══ Task inputs ══

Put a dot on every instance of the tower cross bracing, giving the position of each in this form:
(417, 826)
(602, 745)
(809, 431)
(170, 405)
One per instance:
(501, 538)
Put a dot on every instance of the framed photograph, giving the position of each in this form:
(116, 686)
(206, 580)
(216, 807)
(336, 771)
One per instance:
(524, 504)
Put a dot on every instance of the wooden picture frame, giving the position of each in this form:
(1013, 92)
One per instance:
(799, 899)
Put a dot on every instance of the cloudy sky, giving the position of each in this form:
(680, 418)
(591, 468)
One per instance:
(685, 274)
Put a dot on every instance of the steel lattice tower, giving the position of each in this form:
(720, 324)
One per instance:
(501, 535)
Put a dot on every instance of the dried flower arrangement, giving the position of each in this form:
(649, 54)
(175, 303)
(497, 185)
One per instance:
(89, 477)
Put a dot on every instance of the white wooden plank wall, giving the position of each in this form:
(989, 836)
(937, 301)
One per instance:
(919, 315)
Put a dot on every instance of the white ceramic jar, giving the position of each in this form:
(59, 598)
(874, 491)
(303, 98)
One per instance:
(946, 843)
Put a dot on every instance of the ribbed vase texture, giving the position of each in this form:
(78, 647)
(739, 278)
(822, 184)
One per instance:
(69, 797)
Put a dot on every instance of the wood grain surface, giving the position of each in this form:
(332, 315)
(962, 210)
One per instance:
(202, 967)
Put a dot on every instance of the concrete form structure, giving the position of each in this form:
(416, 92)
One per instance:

═══

**Task to complete:**
In the listing above, find the lines holding the word "every" and copy them.

**Your solution:**
Put a dot on every instance of the tower cross bracing, giving the position of each in this form:
Put a dot on every instance of the framed photograph, giving the position of each in this form:
Put a dot on every instance of the wooden picture frame, giving the position of each in this form:
Put a dot on every instance of the cloudy sky, giving the position of each in this form:
Put a dot on every instance of the steel lattice tower, giving the position of each in this form:
Put a dot on every instance of the dried flower arrangement, giving the position of each in this form:
Put a dot on every instance of the white wooden plank wall, giving the position of each in this form:
Put a dot on every instance of the white ceramic jar, giving the position of each in this form:
Put a dot on every instance of the ribbed vase texture, giving the position of each in this form:
Put a dot on every instance of the wood grain surface, giving the position of each in this form:
Put a dot on every instance of the concrete form structure, giving the position of each in this form:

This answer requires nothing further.